Objective: Please update the material below by changing "dot" to "point" wherever it occurs, keeping every other line unchanged.

Records supplied:

+++

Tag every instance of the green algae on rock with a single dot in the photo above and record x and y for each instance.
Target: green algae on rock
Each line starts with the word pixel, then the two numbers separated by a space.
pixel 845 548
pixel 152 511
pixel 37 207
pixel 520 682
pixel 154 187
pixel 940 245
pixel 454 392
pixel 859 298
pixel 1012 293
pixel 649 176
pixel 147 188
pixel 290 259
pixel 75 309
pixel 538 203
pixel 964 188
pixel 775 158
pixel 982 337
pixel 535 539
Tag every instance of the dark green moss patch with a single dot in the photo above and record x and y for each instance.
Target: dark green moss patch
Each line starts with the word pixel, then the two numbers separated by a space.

+++

Task answer:
Tag every instance of the green algae on rock with a single point in the photo above and record x and y for each instance.
Target: green algae on rock
Each line starts with the word pixel, then the two numbers separated by a space.
pixel 845 548
pixel 152 511
pixel 37 207
pixel 520 682
pixel 154 187
pixel 940 245
pixel 454 392
pixel 859 298
pixel 1012 293
pixel 649 176
pixel 147 188
pixel 290 259
pixel 75 309
pixel 538 203
pixel 964 188
pixel 775 158
pixel 982 337
pixel 535 539
Tag every instance of the dark green moss patch with a single point in the photo above and record x and y for each instance.
Target: dark green moss patch
Each line starts with the word pixel, then the two numbers separated by a space.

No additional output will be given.